# Church Lobby



## Christie Photo

Shot available light, this was a tough one.  This is the results of combining two exposures to accommodate the differing levels and color temperatures of the lighting.

-Pete


----------



## Big Mike

Looks great Pete.  It certainly gives the viewer a great sense of the space.

It looks like it's leaning, ever so slightly, to the right.  It might just be the wide angle distortion though.


----------



## shorty6049

nice work as always...

i have nothing else to say about this i guess.  at least nothing bad to say


----------



## Christie Photo

Big Mike said:


> It looks like it's leaning, ever so slightly, to the right.  It might just be the wide angle distortion though.



It might be that...  OR...

It might be that this was done at the end of the day, and the photographer  was getting a bit tired.  I'm happy to go along with your kind suggestion and blame it on the lens.

Thanks, Mike.

-Pete


----------



## Christie Photo

shorty6049 said:


> nice work as always...

--- WORK TO DO ---
**a)** Echo the portion of the church lobby thread that opens with the words containing "# Church Lobby" and closes with "of the lighting.".
**b)** List each distinct username that appears as a post heading in the church lobby thread.

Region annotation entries
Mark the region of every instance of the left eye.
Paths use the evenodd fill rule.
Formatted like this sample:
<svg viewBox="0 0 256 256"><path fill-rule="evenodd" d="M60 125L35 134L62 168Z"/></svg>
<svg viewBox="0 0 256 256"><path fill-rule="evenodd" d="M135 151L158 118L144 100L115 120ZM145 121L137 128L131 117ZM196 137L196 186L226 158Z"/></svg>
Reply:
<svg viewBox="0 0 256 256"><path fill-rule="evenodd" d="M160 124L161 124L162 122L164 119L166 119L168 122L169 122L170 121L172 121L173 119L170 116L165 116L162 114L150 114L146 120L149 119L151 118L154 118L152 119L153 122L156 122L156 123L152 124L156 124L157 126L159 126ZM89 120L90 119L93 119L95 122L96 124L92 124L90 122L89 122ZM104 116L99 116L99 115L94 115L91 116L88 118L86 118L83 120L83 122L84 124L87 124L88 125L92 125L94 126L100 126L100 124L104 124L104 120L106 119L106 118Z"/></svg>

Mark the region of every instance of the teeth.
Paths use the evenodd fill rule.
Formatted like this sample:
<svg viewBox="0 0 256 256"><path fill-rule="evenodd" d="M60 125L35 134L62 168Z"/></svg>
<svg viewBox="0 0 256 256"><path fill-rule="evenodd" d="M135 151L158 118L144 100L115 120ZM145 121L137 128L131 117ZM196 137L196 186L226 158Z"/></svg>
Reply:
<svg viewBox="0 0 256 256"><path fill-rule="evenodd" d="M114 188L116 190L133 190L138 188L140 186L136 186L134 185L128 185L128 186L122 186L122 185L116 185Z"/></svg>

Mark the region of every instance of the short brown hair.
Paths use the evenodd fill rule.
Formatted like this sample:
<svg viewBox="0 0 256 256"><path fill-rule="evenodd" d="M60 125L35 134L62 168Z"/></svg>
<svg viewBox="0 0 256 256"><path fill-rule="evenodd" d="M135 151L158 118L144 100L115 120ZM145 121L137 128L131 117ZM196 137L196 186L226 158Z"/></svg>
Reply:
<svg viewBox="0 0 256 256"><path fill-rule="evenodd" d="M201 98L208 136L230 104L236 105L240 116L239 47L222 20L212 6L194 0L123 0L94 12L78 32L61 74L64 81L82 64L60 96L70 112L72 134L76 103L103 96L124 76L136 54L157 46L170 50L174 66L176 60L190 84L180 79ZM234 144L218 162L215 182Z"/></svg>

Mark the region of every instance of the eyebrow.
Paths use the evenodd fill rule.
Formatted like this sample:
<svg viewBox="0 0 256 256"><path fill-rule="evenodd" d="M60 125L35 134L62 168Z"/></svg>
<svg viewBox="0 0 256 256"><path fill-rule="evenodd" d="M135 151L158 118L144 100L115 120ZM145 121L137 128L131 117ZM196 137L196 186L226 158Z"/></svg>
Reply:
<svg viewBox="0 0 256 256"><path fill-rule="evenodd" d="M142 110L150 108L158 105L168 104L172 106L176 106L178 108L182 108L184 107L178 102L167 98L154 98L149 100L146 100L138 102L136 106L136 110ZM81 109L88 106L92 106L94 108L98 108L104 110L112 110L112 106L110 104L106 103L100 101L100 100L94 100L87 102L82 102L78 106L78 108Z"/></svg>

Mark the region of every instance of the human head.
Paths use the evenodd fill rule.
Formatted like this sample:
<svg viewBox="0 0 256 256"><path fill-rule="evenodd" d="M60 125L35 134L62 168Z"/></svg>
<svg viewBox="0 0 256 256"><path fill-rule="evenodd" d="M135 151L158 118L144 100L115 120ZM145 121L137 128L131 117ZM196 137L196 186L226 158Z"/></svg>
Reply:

--- ANSWERS TO THE TASKS ---
**a)**
# Church Lobby



## Christie Photo

Shot available light, this was a tough one.  This is the results of combining two exposures to accommodate the differing levels and color temperatures of the lighting.

**b)**
Christie Photo
Big Mike
shorty6049